> **JOB**
State how many lines of the records below contain the string "with", matching case exactly. Give only the number.

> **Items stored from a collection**
^^^^
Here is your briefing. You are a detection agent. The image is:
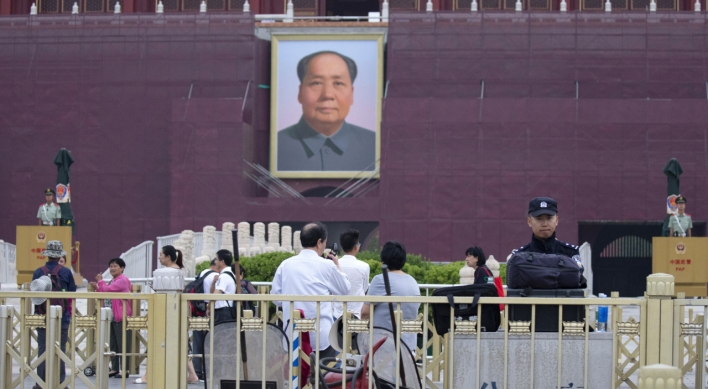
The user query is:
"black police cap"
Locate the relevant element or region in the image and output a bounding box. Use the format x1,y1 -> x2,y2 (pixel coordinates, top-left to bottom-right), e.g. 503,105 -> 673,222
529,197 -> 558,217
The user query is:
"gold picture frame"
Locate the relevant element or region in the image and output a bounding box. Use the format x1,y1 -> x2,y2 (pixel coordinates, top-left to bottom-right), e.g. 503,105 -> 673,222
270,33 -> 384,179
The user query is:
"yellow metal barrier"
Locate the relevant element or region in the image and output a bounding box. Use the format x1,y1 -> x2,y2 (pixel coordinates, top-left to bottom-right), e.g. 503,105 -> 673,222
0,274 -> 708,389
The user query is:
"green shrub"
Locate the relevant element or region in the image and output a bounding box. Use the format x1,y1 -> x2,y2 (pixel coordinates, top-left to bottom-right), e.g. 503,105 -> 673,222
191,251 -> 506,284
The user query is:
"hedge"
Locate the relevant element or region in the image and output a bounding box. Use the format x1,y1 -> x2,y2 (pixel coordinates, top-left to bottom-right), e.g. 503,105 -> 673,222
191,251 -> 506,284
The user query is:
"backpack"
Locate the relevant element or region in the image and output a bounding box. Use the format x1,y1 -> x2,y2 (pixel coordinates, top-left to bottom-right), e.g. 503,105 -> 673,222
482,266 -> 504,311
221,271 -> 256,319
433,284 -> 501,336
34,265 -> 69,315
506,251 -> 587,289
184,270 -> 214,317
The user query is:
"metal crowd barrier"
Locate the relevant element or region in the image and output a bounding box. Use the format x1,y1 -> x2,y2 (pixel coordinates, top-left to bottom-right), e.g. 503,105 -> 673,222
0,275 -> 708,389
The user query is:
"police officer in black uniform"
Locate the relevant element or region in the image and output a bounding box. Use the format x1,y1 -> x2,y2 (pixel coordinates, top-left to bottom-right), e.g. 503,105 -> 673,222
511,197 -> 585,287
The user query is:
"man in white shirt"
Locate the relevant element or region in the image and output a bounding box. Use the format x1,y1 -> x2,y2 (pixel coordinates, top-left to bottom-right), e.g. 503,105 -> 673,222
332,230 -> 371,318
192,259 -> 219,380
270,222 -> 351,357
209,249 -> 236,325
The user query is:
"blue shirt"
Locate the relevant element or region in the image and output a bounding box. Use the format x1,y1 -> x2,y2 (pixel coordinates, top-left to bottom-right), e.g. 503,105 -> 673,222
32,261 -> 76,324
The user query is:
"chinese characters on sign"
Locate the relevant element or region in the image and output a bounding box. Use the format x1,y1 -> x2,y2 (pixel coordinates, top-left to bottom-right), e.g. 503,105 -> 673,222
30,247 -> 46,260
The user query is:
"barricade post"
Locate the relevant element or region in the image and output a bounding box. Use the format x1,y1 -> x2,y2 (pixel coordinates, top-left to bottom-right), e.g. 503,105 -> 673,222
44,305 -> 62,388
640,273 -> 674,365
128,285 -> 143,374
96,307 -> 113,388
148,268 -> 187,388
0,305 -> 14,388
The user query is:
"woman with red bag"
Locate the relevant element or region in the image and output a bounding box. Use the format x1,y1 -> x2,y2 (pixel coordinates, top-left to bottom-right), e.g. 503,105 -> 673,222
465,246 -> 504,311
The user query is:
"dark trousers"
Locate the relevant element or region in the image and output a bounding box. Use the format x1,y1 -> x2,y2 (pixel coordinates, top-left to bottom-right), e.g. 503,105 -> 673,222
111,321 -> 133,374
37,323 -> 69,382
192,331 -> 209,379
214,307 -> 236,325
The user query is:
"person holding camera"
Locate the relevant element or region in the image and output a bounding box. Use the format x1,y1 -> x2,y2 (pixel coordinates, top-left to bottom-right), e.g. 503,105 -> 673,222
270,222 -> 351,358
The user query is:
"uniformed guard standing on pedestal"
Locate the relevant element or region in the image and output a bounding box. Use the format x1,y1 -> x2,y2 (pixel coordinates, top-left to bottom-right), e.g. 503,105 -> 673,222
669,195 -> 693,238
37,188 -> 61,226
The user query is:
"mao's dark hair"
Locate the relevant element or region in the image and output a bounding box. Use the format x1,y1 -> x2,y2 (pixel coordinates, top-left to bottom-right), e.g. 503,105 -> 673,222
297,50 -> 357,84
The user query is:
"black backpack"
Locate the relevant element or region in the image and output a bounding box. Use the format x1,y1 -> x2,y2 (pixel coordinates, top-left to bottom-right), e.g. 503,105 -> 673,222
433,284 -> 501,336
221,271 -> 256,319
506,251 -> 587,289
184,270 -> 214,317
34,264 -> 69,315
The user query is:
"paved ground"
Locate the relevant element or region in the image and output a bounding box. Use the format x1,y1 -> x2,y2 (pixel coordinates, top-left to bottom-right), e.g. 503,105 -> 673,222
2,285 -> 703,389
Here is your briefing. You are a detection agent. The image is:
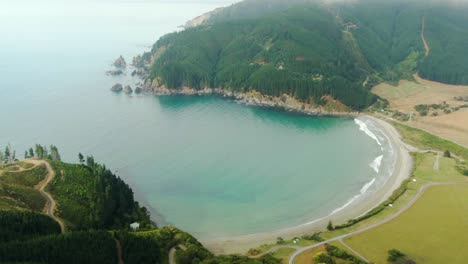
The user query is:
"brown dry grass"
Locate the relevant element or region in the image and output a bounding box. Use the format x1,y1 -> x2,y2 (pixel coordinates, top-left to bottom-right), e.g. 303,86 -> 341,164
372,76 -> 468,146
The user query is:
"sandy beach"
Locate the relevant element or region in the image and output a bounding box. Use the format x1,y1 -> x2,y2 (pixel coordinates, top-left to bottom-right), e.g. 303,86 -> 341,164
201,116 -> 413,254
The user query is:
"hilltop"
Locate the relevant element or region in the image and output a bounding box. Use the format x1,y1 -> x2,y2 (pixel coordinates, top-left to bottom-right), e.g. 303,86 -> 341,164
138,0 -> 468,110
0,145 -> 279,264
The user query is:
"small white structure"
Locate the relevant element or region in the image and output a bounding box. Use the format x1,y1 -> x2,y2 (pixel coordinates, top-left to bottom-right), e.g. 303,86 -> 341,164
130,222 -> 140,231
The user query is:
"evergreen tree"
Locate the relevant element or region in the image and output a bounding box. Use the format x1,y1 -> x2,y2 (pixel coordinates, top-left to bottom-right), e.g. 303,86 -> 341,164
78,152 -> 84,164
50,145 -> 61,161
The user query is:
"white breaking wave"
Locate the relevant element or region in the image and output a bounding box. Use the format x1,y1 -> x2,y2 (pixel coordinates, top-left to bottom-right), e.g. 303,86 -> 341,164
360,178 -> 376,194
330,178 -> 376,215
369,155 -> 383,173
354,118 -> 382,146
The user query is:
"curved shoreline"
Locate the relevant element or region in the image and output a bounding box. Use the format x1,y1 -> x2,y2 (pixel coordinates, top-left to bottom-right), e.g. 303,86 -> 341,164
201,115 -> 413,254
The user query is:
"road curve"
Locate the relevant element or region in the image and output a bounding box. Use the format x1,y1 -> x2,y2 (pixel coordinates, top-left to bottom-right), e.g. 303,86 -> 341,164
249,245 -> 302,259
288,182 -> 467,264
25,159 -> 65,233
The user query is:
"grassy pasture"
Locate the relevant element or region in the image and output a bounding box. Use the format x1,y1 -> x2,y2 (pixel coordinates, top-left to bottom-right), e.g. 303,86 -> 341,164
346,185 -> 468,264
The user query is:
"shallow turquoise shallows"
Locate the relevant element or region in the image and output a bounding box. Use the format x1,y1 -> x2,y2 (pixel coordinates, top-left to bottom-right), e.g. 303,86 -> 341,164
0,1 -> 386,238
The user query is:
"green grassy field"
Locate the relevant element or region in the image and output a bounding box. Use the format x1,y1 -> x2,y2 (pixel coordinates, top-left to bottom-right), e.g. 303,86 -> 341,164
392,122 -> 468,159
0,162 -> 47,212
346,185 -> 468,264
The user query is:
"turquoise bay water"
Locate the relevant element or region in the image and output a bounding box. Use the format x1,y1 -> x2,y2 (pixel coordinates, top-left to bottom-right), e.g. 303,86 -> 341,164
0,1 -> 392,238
^^^^
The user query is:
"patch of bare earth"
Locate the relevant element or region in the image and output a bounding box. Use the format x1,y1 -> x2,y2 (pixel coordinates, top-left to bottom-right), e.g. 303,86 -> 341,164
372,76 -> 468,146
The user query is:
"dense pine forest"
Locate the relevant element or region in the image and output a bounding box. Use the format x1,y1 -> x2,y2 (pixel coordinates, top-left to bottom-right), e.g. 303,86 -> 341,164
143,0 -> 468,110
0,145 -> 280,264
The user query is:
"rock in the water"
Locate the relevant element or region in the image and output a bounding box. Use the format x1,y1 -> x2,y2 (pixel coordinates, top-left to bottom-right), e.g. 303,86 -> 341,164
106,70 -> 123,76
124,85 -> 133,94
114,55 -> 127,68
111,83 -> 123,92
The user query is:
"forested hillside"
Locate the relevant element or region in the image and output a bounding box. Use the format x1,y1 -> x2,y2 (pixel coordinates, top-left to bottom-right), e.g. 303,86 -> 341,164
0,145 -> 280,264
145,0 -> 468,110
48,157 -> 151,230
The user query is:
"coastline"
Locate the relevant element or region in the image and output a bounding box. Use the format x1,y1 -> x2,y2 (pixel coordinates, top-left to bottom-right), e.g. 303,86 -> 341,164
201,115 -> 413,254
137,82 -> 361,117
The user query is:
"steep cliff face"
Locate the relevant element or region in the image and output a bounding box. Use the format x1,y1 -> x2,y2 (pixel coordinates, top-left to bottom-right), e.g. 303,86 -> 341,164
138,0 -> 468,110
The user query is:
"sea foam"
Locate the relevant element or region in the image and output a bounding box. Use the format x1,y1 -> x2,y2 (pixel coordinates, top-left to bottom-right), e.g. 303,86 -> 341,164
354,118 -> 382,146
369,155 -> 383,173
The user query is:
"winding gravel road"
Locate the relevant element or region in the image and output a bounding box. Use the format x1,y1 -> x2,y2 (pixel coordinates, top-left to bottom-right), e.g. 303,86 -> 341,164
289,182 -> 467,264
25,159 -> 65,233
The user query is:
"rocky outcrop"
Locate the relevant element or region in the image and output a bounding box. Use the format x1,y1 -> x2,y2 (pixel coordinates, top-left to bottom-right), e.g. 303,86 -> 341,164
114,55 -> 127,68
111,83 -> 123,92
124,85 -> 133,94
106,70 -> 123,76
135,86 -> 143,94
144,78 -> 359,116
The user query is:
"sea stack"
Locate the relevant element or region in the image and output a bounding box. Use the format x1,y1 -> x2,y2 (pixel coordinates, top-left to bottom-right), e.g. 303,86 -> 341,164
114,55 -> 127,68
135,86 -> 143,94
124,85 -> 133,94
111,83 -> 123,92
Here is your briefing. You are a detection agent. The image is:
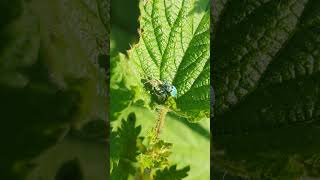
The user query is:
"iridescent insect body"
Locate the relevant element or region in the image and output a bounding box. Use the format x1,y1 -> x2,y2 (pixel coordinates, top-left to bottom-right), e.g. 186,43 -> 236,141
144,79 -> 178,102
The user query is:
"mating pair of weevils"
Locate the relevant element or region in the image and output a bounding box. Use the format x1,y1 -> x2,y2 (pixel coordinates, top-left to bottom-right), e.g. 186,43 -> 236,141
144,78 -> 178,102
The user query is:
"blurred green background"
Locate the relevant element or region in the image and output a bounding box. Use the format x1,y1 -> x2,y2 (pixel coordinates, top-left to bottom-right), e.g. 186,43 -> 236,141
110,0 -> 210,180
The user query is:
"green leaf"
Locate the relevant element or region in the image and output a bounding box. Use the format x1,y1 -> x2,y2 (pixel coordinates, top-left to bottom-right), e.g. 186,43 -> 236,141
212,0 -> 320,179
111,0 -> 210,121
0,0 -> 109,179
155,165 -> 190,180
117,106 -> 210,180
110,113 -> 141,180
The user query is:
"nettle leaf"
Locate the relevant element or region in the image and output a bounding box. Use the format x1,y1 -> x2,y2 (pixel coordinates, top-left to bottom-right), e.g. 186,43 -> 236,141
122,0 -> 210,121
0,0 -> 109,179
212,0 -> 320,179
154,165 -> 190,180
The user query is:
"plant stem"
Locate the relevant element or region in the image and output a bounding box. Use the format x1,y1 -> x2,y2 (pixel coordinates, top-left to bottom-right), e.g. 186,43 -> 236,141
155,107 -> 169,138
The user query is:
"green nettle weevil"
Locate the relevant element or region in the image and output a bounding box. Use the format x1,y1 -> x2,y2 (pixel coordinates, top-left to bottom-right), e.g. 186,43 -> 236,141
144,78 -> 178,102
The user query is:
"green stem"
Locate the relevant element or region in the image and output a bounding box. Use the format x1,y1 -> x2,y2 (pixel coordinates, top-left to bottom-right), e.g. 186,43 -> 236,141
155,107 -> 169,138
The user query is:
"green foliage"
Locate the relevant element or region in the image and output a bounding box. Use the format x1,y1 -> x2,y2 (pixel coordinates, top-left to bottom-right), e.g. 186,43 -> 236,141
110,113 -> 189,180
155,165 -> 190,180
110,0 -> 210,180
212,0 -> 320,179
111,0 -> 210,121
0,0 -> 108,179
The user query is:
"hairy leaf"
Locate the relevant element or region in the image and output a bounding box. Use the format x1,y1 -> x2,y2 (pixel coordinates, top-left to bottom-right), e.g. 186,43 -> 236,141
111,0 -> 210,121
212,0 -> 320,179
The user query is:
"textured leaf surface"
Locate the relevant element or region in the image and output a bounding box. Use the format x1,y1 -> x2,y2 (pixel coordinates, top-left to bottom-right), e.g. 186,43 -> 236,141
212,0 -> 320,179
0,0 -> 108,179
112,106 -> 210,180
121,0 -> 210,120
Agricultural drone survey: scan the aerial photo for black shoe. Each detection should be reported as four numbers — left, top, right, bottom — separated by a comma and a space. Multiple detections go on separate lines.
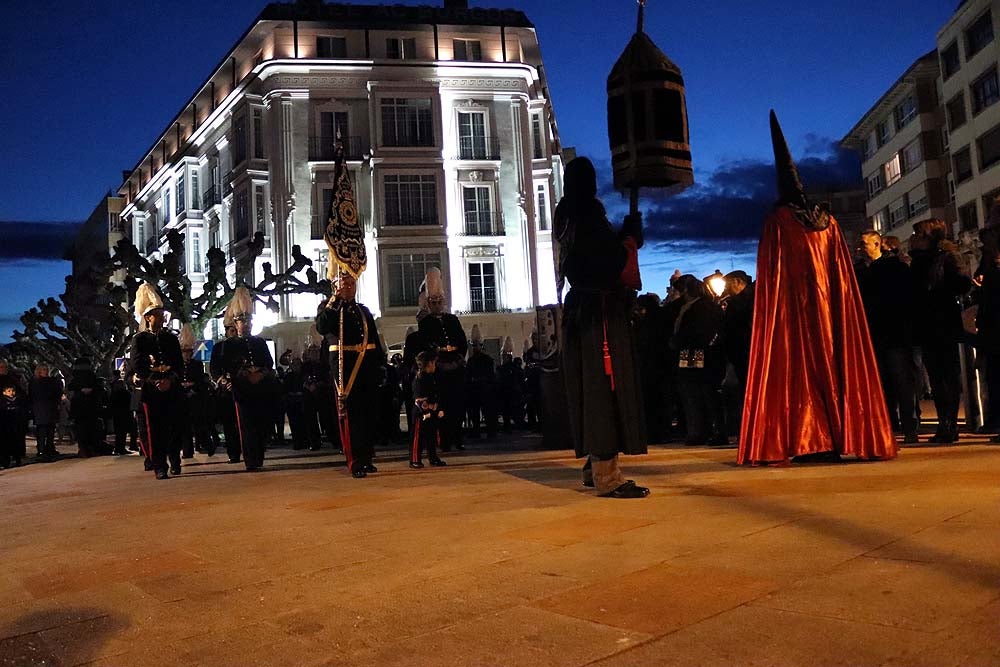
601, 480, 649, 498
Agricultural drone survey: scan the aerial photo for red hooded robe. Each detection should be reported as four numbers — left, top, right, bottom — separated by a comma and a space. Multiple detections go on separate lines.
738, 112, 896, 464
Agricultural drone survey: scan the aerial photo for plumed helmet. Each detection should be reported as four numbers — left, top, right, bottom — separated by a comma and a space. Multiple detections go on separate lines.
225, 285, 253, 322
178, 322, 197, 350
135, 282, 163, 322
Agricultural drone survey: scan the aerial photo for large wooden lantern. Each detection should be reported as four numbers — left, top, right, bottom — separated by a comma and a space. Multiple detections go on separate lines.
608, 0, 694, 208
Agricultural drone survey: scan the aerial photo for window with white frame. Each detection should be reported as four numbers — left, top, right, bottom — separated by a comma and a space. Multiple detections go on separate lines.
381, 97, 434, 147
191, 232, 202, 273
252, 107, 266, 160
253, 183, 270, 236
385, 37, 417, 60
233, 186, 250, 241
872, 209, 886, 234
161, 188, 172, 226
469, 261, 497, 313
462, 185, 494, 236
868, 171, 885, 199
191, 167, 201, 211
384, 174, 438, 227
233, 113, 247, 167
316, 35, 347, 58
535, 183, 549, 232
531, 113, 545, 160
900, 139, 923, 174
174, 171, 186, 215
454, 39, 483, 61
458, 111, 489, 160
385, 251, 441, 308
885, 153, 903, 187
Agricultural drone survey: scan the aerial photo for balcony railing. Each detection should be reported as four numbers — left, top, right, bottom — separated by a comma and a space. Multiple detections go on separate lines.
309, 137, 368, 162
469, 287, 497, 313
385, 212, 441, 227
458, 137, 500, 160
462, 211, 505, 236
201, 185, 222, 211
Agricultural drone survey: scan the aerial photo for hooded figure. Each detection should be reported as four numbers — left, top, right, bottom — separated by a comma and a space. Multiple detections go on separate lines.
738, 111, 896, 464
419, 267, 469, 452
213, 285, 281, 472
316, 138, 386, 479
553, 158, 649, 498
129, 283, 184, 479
^^^^
> **FULL RESPONSE**
2